TEXT:
14 Aligarh Muslim University students were booked under NSA after protest turned violent. Various student bodies including SIO expressed solidarity with Aligarh Muslim University and called for the revocation of sedition cases against 14 students of AMU in a joint press conference held on 15 February 2019.

On 23 October 2019, SIO along with other student bodies condemned the attack by "hired goons" on Jamia Millia Islamia students, who were protesting against the university administration for allowing Israeli event in the campus and demanded swift redressal  extending support to the protesting students.

The Nanded Police, in a joint operation with the Mumbai Crime Branch, detained a SIO leader in Maharashtra for allegedly giving a provocative speech during an anti-Citizenship Amendment Act (CAA) protest at Nanded on 1 February 2020.

===Hijab===
SIO defends Muslim women's right to wear hijab.

===Exhibition===
"Think. Act. Save." was a three-day exhibition, organized by the Hyderabad chapter of the SIO of India at the Exhibition Grounds in Nampally to create environmental awareness.

== Education ==
SIO, actively involved in education related contemporary issues. Protests, campaigns and legal actions initiated by SIO on various occasions.

TASK DETAILS: Repeat the stretch of the SIO text from "14 Aligarh Muslim" through "15 February 2019.", copying it word for word.

EXTRACTED MATERIAL:
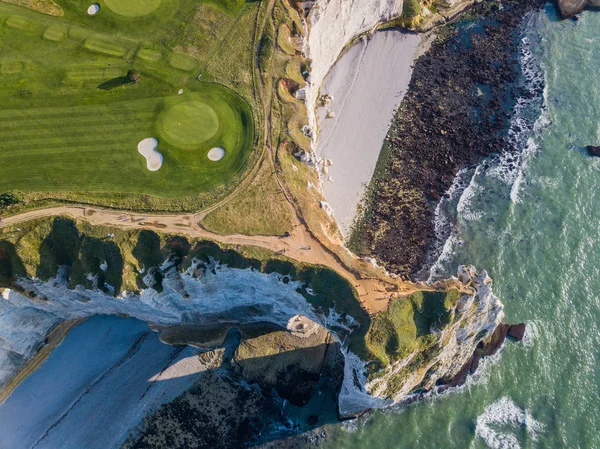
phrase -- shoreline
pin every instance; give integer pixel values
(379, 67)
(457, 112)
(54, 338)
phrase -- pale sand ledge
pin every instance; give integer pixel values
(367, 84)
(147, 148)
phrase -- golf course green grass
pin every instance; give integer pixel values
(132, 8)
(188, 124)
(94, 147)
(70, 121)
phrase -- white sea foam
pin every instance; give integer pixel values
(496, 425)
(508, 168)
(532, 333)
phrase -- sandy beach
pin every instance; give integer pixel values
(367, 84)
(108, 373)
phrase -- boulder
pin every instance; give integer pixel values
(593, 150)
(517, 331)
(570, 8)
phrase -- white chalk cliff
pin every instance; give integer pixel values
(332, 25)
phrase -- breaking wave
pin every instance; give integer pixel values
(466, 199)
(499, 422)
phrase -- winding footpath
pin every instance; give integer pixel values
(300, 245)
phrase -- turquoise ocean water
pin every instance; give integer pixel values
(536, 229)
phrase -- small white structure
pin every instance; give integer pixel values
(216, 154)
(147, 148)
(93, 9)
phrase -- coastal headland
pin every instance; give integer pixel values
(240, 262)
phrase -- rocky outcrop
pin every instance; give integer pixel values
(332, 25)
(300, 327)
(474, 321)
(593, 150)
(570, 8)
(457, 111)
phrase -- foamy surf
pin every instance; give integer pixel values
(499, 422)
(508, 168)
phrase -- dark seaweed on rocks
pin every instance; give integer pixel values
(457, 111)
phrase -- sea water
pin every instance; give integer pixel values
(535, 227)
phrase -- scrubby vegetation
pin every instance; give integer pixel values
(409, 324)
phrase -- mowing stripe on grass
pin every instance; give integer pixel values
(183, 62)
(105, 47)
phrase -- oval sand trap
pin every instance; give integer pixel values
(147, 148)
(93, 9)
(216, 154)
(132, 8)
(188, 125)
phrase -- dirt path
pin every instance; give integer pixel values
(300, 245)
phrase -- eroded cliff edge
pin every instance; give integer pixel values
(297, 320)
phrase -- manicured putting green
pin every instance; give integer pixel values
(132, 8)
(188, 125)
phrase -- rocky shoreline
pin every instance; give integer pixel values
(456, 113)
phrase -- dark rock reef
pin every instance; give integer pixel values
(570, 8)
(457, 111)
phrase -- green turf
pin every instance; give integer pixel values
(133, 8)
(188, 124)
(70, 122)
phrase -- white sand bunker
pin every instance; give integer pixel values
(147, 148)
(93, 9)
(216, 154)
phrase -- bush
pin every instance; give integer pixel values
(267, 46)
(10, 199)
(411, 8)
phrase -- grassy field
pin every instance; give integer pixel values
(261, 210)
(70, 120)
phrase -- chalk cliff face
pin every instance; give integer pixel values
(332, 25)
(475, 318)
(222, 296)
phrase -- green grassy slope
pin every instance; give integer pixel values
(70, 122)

...

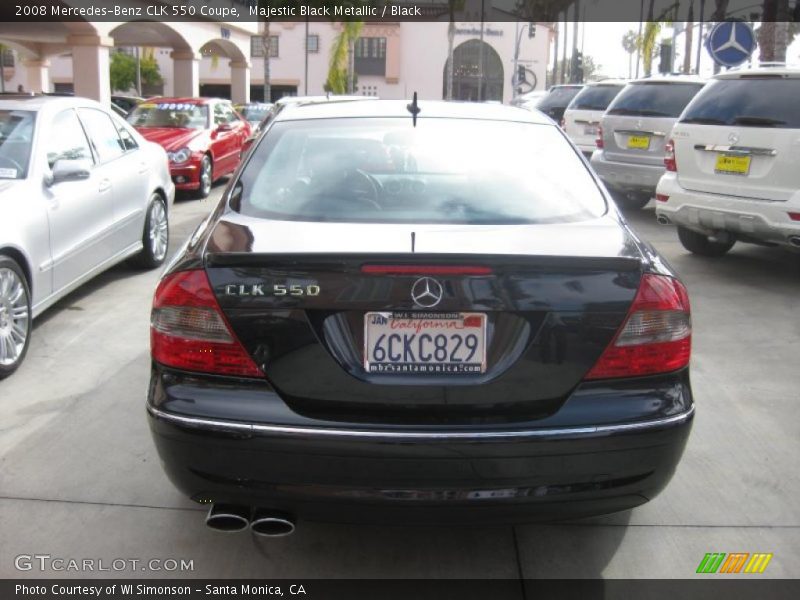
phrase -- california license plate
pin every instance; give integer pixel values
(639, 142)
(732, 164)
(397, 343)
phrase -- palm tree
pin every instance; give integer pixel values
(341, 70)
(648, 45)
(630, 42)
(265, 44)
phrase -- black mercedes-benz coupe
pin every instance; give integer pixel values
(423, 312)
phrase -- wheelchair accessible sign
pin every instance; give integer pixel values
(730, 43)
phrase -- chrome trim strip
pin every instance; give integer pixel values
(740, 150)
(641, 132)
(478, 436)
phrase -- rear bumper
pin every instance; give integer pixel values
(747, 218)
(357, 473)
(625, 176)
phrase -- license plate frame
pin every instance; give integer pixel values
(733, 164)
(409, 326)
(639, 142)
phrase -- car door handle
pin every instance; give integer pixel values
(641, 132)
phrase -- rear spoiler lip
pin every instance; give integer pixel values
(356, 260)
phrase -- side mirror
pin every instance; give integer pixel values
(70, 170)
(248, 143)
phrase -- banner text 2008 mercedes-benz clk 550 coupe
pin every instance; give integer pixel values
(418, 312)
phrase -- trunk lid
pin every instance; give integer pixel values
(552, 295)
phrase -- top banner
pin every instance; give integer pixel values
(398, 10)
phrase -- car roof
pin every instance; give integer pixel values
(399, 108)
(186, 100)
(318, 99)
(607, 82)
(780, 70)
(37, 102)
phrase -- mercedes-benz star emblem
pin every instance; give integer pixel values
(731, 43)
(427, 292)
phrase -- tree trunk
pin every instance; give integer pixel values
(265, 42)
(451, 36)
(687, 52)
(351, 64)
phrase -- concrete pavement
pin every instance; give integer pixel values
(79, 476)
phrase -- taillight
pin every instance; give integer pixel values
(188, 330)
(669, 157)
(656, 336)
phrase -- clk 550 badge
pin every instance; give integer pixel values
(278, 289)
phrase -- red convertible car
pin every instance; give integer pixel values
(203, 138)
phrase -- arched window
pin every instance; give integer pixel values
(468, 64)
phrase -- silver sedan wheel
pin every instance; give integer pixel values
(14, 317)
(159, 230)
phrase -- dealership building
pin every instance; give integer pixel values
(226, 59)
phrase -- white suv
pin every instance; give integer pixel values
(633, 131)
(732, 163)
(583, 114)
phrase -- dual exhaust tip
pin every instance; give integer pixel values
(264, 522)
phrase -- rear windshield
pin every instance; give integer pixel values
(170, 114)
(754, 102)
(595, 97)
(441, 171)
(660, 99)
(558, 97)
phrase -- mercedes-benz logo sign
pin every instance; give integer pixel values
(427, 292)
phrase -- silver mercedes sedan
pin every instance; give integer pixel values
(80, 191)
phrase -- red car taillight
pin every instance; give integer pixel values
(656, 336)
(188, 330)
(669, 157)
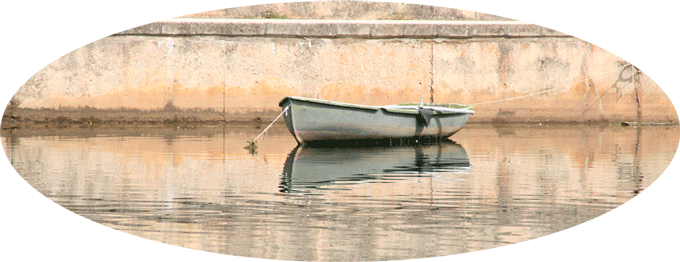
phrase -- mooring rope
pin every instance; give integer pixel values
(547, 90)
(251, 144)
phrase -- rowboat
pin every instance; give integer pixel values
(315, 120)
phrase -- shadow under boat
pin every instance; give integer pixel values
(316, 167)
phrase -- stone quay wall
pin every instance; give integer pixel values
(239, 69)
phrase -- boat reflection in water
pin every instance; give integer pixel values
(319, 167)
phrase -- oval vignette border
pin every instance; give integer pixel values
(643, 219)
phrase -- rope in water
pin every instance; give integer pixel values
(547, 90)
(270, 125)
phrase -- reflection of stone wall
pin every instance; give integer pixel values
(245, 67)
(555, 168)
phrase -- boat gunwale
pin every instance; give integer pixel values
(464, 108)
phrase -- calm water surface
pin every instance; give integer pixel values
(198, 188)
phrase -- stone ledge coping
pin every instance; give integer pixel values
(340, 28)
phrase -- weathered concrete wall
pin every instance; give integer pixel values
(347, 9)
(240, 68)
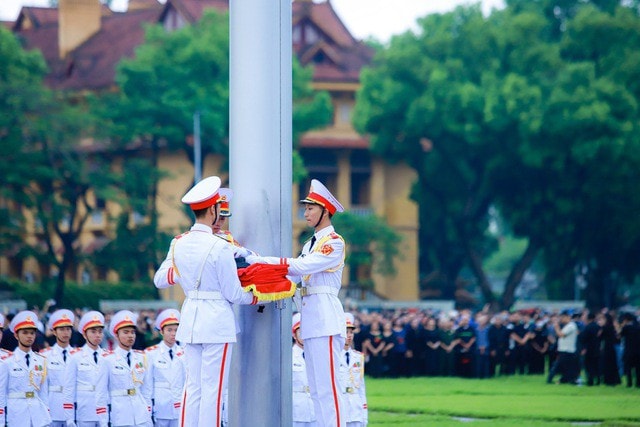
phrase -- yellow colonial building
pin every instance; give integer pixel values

...

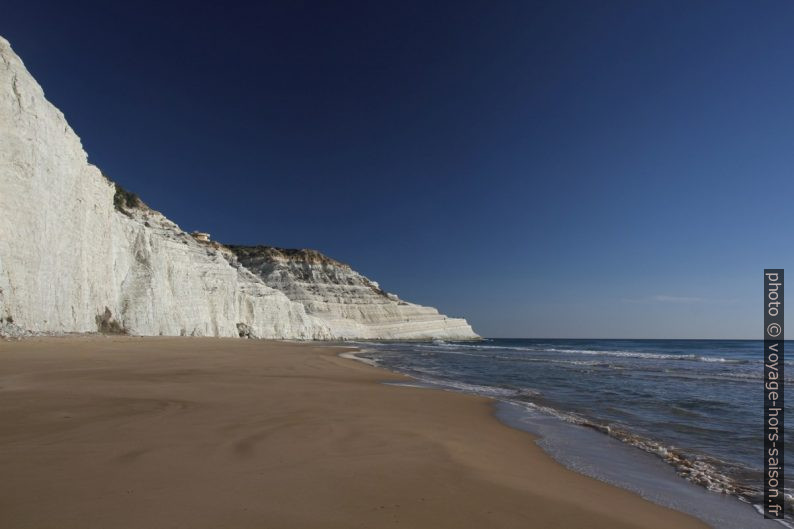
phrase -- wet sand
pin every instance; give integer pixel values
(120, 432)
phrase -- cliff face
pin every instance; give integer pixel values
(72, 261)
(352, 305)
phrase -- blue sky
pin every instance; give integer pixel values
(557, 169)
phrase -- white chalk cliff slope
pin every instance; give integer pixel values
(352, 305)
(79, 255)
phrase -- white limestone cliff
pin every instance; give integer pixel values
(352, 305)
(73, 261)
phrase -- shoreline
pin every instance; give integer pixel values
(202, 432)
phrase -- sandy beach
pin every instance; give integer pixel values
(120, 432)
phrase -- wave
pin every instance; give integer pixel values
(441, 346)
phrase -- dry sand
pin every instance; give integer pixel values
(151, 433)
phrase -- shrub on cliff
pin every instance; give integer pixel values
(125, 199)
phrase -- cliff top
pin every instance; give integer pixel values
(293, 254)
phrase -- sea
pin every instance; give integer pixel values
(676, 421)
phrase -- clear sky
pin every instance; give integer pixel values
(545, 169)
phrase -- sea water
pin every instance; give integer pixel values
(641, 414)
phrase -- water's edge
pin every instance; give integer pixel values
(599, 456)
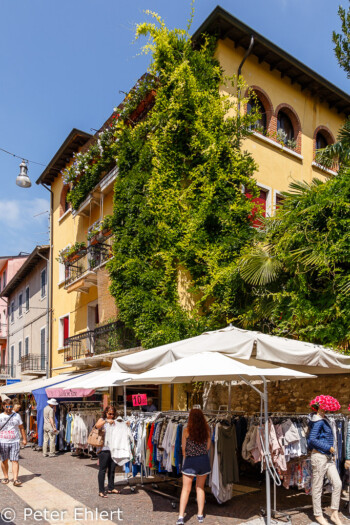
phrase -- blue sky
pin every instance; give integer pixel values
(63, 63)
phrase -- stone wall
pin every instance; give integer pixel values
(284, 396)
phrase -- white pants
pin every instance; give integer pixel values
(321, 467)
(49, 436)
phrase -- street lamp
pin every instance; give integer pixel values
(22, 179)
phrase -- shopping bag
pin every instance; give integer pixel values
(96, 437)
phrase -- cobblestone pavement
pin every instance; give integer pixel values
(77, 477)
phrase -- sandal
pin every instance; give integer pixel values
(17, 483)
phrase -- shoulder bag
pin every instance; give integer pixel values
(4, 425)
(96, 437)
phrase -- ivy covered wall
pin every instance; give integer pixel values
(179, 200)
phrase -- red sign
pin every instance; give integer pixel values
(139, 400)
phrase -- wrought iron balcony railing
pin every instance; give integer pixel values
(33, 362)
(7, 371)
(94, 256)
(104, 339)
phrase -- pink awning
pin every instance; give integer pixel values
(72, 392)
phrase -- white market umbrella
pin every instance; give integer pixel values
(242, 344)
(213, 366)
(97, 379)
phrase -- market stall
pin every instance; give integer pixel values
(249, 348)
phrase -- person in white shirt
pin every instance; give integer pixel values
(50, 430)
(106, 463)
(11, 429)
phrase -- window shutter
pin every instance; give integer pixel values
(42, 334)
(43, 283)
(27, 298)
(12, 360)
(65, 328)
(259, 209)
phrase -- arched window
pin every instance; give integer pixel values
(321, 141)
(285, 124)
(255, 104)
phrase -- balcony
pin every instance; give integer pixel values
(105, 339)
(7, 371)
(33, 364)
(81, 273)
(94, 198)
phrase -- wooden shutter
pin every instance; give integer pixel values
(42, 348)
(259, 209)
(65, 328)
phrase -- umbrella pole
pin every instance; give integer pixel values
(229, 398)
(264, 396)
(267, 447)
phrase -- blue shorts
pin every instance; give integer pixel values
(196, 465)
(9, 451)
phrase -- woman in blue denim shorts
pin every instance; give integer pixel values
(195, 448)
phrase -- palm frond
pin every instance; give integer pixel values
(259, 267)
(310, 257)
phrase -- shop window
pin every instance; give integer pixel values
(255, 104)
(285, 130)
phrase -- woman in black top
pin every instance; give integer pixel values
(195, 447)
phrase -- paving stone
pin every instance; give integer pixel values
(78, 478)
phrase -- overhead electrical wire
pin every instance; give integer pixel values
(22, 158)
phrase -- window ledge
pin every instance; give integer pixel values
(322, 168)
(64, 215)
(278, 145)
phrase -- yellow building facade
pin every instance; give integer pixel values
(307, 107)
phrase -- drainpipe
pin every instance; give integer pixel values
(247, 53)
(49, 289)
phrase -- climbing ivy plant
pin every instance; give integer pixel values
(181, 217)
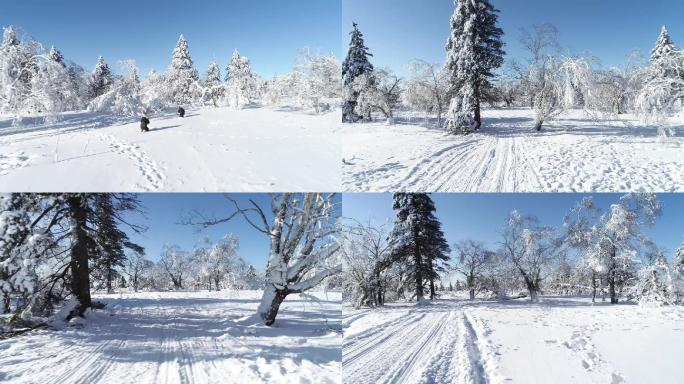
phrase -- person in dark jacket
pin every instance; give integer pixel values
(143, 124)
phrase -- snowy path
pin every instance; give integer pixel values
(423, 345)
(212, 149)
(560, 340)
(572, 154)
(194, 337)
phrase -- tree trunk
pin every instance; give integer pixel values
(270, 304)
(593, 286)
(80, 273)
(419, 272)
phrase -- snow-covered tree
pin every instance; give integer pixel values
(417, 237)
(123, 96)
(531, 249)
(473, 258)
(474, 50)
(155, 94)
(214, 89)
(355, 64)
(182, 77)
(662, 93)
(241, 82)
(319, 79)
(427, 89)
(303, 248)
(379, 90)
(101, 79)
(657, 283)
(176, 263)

EXPECTED OUTPUT:
14 Aligarh Muslim University students were booked under NSA after protest turned violent. Various student bodies including SIO expressed solidarity with Aligarh Muslim University and called for the revocation of sedition cases against 14 students of AMU in a joint press conference held on 15 February 2019.